TEXT BLOCK>
=====
There is also a growing interest in addressing social challenges and improving relationships with local communities, since these issues can lead to project delays or even cancellations. For example, in Peru, efforts are underway to transform the environmental approval system into one that is much more efficient and transparent for the communities.
Ximena Juárez (09:56):
So to recap, ESG requirements are a trend that will continue in line with the global agenda. But now it's not just investors, governments, and even clients themselves who are demanding that projects be sustainable, transparent and inclusive. In Latin America, especially in major mining countries, stricter regulatory changes are expected — you were just mentioning this issue: a greater demand for consultation and community involvement, as well as increased requirements for reporting and compliance with international standards, right?
Renzo Castillo (10:43):
That's right. And it's also important to highlight that all of this is happening in a context of price volatility for metals and minerals, which increases risk and the need to be much more flexible, both operationally and financially.
=====
DATA EXTRACTS>
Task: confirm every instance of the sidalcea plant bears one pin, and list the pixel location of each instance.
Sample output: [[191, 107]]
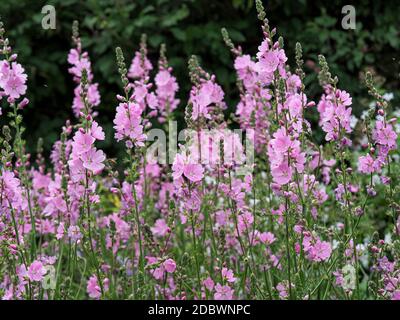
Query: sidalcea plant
[[304, 220]]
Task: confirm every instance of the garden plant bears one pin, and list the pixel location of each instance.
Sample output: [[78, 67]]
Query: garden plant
[[235, 205]]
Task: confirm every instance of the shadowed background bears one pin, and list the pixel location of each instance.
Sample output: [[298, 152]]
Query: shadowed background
[[191, 27]]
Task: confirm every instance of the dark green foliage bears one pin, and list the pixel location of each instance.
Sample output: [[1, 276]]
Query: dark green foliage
[[191, 27]]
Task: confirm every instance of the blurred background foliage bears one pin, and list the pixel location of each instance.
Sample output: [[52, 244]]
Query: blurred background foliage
[[192, 27]]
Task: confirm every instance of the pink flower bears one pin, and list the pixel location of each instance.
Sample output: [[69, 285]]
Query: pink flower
[[209, 284], [93, 160], [160, 228], [93, 288], [36, 271], [74, 233], [96, 131], [227, 274], [169, 265], [267, 237], [268, 62], [367, 164], [223, 292], [385, 135], [194, 172], [82, 142]]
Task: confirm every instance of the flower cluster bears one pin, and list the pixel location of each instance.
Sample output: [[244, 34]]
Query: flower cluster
[[272, 214]]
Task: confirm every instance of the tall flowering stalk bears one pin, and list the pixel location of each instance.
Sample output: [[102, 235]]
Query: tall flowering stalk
[[304, 220]]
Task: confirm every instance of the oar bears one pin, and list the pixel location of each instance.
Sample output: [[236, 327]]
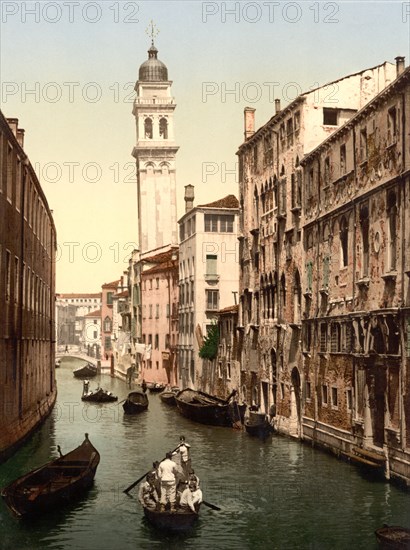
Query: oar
[[212, 506], [128, 489]]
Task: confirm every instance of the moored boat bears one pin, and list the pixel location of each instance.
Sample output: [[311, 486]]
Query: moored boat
[[136, 402], [99, 396], [393, 537], [258, 425], [156, 388], [177, 521], [168, 396], [87, 371], [208, 409], [54, 483]]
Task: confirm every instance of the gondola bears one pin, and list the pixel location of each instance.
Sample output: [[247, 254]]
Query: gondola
[[99, 396], [156, 388], [171, 521], [391, 537], [55, 483], [258, 425], [208, 409], [87, 371], [136, 402], [168, 396]]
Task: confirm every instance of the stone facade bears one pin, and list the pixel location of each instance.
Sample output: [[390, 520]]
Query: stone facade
[[208, 277], [27, 294], [355, 337]]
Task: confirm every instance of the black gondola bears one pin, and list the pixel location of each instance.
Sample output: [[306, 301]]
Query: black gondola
[[171, 521], [156, 388], [393, 537], [168, 396], [55, 483], [99, 396], [87, 371], [258, 425], [208, 409], [136, 402]]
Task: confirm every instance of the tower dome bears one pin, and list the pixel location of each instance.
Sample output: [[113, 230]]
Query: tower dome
[[153, 70]]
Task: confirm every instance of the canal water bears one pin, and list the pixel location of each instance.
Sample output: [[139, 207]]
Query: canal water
[[277, 494]]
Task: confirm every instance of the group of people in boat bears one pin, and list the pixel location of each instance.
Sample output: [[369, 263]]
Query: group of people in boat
[[172, 487]]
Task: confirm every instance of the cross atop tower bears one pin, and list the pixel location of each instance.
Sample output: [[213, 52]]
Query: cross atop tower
[[152, 31]]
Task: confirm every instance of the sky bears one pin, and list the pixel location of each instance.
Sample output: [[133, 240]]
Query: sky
[[68, 70]]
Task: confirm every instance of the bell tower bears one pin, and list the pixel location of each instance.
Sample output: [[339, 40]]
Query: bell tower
[[155, 153]]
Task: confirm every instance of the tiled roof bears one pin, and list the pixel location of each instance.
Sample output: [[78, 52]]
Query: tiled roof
[[74, 295], [114, 284], [96, 313], [230, 201]]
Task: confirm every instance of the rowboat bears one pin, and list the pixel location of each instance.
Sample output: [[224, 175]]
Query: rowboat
[[156, 388], [392, 537], [171, 521], [87, 371], [99, 396], [258, 425], [208, 409], [168, 396], [55, 483], [136, 402]]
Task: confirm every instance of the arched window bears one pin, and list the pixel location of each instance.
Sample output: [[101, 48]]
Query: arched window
[[163, 128], [297, 298], [364, 224], [344, 242], [392, 229], [148, 128]]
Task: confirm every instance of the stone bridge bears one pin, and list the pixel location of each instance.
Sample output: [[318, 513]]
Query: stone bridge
[[77, 355]]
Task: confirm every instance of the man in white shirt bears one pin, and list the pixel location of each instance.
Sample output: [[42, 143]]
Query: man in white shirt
[[167, 472]]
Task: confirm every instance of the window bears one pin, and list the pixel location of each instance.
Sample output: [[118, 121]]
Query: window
[[335, 340], [163, 128], [222, 223], [392, 230], [308, 391], [107, 324], [16, 278], [349, 399], [148, 128], [211, 264], [8, 274], [392, 126], [334, 397], [323, 337], [324, 395], [363, 144], [364, 225], [330, 117], [344, 244], [212, 299]]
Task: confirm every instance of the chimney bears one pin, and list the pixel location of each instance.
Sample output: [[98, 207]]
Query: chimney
[[189, 197], [249, 120], [20, 137], [13, 123], [399, 65]]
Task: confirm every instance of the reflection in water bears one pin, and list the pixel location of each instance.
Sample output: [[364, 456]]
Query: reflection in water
[[274, 495]]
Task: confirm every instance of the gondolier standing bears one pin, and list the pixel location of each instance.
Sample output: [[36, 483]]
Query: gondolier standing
[[185, 454], [167, 471]]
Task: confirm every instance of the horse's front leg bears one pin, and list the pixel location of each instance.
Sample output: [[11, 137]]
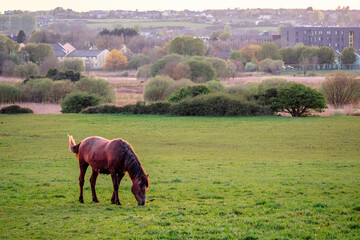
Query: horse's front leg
[[115, 197], [93, 178], [83, 167]]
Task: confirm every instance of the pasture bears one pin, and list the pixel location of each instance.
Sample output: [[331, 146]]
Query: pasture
[[210, 178]]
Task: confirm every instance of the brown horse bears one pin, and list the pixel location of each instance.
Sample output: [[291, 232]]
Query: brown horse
[[115, 157]]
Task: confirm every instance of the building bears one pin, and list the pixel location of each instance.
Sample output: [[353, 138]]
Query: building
[[336, 37], [256, 39], [93, 59]]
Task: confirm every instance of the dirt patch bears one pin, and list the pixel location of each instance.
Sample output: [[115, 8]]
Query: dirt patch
[[38, 108]]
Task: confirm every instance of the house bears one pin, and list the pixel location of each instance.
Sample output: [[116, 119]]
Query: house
[[93, 59]]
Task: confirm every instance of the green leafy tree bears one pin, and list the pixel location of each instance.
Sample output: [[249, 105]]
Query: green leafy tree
[[201, 71], [159, 65], [187, 45], [269, 50], [348, 56], [299, 100]]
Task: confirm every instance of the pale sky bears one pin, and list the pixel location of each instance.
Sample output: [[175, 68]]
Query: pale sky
[[86, 5]]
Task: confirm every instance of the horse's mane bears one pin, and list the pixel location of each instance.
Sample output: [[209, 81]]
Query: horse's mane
[[132, 163]]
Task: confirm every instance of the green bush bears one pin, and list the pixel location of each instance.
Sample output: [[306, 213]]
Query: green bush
[[56, 74], [158, 89], [9, 93], [218, 104], [215, 85], [138, 61], [341, 88], [158, 66], [14, 109], [250, 67], [59, 89], [189, 92], [299, 100], [201, 71], [98, 87], [75, 102], [35, 90], [143, 72]]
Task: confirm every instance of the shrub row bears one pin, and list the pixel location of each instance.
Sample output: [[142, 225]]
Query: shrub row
[[217, 104], [46, 90]]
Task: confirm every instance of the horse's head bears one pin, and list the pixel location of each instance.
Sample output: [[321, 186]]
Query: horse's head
[[139, 188]]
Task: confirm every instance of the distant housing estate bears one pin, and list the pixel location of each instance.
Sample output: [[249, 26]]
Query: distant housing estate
[[93, 59], [336, 37]]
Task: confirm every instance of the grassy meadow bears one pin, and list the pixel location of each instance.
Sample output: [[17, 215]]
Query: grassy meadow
[[210, 178]]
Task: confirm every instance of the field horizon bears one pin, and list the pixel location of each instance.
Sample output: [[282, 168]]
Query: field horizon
[[210, 178]]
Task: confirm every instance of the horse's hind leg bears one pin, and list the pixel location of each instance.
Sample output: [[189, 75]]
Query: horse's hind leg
[[93, 177], [83, 168], [118, 179]]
=====
GOAL OF THE EXERCISE> In the transcript on ESG and mining, which country is named as working to make its environmental approval system more efficient and transparent for communities?

TASK ANSWER> Peru